Task = Turn the lines of the records below into a numbered list, from the line containing "glass bowl in" through the end of the records, skipping any blank lines. Leave the pictures out of your list.

Data to process =
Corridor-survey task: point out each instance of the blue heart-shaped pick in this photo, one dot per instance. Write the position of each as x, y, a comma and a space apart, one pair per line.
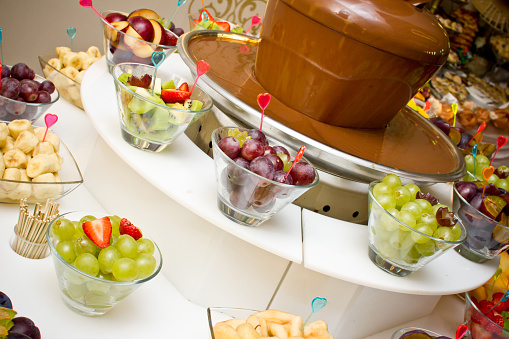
71, 31
318, 303
158, 58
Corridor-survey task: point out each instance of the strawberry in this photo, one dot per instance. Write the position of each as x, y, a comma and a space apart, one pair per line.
174, 95
99, 231
184, 87
127, 228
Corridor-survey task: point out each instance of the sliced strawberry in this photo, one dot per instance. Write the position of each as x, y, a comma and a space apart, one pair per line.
223, 25
127, 228
99, 231
171, 96
184, 87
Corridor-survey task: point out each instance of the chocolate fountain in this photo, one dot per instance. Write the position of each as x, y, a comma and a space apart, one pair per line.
340, 73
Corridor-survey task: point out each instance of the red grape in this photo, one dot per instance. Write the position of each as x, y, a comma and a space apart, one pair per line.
303, 173
230, 146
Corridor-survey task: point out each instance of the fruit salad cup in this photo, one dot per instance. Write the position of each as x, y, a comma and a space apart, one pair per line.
146, 121
246, 197
122, 43
400, 249
73, 253
486, 237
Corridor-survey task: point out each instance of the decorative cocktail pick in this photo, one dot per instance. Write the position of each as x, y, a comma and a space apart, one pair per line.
255, 20
299, 155
487, 173
501, 141
317, 304
201, 68
479, 130
263, 101
157, 58
49, 120
71, 32
88, 4
474, 154
461, 331
179, 3
454, 108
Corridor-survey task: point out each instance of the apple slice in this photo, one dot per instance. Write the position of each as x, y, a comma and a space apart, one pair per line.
136, 44
159, 34
146, 13
143, 27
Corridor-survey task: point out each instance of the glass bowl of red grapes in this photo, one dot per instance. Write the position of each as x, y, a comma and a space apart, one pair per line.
255, 179
24, 94
484, 211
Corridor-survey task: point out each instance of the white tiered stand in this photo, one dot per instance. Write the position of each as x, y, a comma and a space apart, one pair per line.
211, 261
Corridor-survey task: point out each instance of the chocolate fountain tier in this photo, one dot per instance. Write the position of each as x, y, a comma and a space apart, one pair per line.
409, 146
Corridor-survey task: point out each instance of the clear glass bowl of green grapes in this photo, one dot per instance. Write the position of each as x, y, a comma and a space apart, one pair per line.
408, 228
93, 279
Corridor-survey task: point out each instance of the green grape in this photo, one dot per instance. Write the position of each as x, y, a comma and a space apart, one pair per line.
145, 246
426, 249
413, 189
381, 188
401, 240
63, 229
146, 264
127, 246
86, 218
402, 195
85, 245
502, 183
430, 220
107, 257
412, 207
444, 233
115, 224
425, 205
407, 218
421, 238
87, 263
481, 159
469, 161
386, 201
65, 249
392, 180
125, 269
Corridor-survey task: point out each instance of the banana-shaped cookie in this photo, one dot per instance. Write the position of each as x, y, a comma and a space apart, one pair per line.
43, 163
18, 126
15, 158
26, 141
94, 52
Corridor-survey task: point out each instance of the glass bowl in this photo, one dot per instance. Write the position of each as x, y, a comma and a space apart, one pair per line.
121, 47
479, 324
12, 109
399, 333
486, 238
138, 129
86, 294
11, 191
246, 197
392, 245
198, 22
68, 88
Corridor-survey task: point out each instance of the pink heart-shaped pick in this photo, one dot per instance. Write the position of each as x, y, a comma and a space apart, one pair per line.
501, 141
86, 3
244, 49
202, 67
487, 172
263, 100
255, 20
50, 119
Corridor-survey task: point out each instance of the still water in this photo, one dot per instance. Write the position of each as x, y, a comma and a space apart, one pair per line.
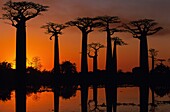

Output for this task =
1. Corridor-survey task: point out each instance of the glass bowl in this photo, one dot per instance. Write the position of each as x, y, a comma and a space apart, one pair per line.
2. 121, 47
3. 479, 324
4. 12, 109
5. 399, 333
6. 486, 238
7. 138, 129
8. 86, 294
9. 11, 191
10. 246, 197
11. 392, 245
12. 198, 22
13. 68, 88
14. Corridor-survey task: point out each instance of the pink heart-shaped pick in this photo, one dot per instance. Write the position of each as x, y, a comma and a space apart, one pair per line.
15. 501, 141
16. 86, 3
17. 244, 49
18. 202, 67
19. 487, 172
20. 263, 100
21. 255, 20
22. 50, 119
23. Corridor-survey task: point out each instance of the still water in this photo, one dot per instance. Write the position of each as x, y, a comma and a space apart, one pair per line.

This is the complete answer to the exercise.